(Items from a dataset)
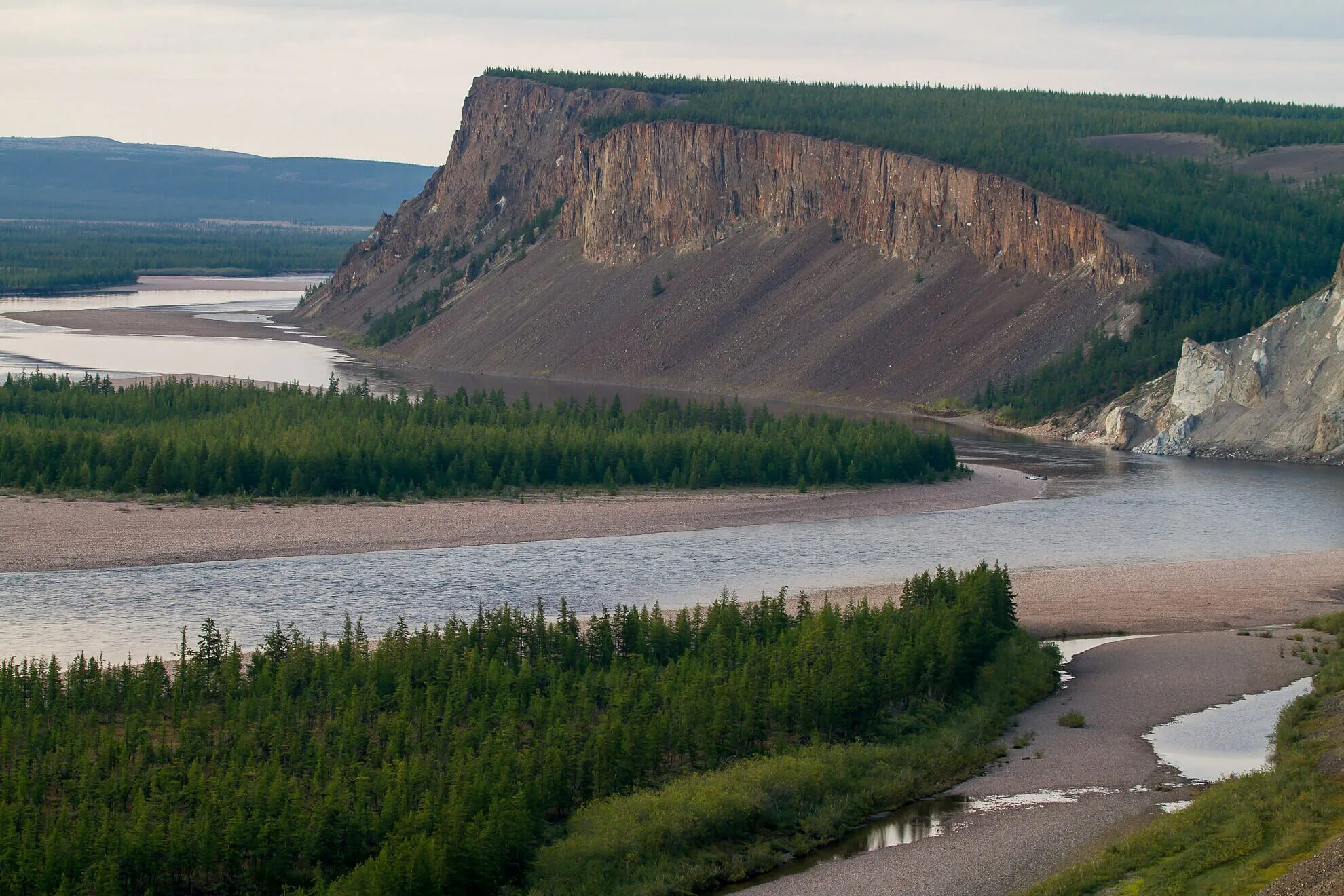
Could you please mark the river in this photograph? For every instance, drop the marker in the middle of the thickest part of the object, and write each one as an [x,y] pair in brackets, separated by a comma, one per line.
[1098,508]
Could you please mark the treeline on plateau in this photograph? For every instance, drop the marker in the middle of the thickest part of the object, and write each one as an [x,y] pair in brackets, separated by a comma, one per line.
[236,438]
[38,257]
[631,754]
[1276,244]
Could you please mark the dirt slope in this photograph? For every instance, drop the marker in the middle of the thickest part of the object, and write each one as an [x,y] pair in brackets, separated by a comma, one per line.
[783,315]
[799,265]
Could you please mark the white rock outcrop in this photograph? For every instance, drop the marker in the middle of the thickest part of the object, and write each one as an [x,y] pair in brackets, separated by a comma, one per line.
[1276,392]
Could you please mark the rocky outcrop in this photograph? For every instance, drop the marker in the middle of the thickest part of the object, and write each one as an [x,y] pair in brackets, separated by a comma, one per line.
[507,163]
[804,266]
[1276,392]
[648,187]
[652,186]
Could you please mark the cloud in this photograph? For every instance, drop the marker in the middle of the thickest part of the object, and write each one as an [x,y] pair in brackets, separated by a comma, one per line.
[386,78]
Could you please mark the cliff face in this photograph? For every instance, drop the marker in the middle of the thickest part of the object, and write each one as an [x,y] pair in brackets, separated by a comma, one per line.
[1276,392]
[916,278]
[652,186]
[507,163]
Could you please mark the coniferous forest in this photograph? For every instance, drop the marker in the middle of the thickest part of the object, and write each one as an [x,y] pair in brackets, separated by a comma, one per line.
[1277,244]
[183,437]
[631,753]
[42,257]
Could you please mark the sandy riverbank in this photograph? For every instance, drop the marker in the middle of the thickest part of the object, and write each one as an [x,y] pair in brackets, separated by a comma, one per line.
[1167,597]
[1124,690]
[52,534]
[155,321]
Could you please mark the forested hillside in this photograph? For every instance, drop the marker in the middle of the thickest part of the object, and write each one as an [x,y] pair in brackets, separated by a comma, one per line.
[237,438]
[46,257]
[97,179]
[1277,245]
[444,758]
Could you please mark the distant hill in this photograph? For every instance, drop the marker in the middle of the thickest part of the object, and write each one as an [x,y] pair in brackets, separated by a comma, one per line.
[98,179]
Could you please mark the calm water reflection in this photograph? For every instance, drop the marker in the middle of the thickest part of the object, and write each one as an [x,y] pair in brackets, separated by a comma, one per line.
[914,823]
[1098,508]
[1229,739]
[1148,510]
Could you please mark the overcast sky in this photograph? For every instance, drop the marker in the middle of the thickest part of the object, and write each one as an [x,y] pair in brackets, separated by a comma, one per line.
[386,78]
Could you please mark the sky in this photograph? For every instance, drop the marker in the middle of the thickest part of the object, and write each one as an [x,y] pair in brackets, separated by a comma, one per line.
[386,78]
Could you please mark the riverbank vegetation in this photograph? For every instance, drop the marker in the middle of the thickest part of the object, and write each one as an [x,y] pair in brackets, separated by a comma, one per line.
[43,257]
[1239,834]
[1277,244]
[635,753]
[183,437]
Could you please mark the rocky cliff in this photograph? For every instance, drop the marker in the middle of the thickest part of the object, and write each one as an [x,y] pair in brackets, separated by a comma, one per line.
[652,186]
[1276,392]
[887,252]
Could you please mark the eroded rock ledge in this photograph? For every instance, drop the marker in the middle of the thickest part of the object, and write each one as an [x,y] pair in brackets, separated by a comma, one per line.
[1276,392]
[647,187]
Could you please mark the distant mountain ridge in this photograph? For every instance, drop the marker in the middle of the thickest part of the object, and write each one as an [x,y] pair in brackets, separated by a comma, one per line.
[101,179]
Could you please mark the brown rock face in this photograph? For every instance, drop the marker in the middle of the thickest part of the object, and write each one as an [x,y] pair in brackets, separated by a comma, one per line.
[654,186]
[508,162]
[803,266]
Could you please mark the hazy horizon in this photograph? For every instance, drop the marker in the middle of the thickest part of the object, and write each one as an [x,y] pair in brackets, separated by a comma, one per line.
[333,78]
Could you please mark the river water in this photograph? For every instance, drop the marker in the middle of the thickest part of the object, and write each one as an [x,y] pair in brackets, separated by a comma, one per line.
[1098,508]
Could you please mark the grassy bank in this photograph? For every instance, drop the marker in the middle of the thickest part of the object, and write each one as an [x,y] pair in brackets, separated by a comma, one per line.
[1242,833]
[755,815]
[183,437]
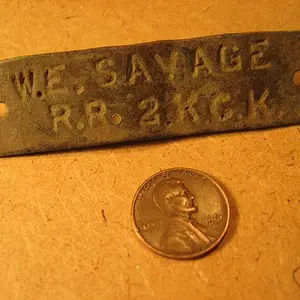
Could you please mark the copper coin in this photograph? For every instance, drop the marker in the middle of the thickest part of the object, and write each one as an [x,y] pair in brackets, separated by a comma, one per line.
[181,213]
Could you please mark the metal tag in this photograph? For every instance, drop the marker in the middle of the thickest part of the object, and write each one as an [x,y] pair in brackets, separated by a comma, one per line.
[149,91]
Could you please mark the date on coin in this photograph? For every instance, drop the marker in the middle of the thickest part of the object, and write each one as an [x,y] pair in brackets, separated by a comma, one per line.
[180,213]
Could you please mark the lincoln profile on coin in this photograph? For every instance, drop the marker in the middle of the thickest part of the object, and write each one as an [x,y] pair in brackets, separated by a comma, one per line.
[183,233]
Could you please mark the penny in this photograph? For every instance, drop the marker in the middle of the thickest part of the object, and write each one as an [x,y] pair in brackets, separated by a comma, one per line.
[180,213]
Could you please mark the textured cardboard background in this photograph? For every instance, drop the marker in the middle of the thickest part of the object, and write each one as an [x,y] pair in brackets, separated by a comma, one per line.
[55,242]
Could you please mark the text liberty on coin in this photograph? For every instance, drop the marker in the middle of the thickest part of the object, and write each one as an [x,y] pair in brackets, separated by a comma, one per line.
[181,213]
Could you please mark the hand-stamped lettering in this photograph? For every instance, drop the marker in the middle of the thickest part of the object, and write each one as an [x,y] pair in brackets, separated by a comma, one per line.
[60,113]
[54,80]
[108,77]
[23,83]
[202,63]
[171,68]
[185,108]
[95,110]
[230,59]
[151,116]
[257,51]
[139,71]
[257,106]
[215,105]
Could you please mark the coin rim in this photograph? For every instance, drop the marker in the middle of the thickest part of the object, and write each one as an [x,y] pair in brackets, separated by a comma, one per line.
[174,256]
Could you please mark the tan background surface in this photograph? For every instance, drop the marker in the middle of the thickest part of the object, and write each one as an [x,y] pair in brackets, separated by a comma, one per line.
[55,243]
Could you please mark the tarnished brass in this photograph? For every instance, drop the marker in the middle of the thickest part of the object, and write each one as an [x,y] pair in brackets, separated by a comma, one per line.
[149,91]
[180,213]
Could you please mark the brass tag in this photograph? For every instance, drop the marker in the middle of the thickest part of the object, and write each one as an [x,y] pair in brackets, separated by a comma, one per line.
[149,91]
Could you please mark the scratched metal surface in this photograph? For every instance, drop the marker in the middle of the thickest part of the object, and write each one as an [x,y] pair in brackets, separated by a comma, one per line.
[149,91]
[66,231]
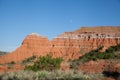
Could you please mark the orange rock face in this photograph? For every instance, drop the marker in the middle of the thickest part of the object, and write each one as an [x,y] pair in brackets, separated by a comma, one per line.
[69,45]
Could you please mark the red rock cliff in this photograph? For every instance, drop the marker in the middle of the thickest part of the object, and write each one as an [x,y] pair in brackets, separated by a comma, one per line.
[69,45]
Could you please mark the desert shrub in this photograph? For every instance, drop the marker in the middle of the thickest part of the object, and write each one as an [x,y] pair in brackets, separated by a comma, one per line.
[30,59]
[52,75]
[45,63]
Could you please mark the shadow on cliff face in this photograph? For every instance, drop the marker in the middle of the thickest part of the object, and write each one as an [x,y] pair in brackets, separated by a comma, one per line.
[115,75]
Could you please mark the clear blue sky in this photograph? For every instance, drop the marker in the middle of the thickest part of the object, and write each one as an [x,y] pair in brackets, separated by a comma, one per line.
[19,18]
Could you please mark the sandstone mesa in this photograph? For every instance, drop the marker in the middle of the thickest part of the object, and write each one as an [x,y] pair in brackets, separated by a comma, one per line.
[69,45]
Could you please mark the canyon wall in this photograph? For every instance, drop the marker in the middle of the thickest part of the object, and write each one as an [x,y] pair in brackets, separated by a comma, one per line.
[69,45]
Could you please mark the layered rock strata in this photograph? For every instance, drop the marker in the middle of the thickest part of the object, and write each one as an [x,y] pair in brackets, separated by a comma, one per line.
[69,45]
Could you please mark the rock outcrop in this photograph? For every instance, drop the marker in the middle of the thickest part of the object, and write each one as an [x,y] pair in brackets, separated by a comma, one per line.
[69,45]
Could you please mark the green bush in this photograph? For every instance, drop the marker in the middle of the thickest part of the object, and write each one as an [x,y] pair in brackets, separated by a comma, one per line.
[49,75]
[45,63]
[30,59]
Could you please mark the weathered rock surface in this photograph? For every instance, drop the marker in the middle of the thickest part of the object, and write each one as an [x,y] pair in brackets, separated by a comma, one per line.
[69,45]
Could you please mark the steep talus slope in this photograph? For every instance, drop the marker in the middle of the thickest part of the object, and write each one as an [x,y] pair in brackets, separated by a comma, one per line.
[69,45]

**Exercise task**
With both ends included, please retype exactly the lines from the line containing "Could you please mark the rock outcrop" to the final line of the data.

**Solved problem**
Could you please mark the rock outcrop in this photograph? For every instance, drop the marker in the middle of the thickest part of the object, and write each one as an [x,y] pair in brackets, separated by a comma, one per line.
[69,45]
Could you please mark the green bush in this photograph? For every instance, drop the marker in the middle of the thickest part of the object, and write each one as an [x,y] pair in brackets, separated by a comma, one per line.
[49,75]
[45,63]
[30,59]
Could you please mark the weathered rock surface in this photograph? For every instance, drop the marker in the middle of the thickest part of the object, and write each one as an [x,y] pair in brackets, separated by a comma, one per line.
[69,45]
Could you please mark the steep talus slope in this photograph? For every instance, drop the marker in the middle of the thickest part of the object, and write each one as an [x,y] pair in brackets, separated by a comma, one per line.
[69,45]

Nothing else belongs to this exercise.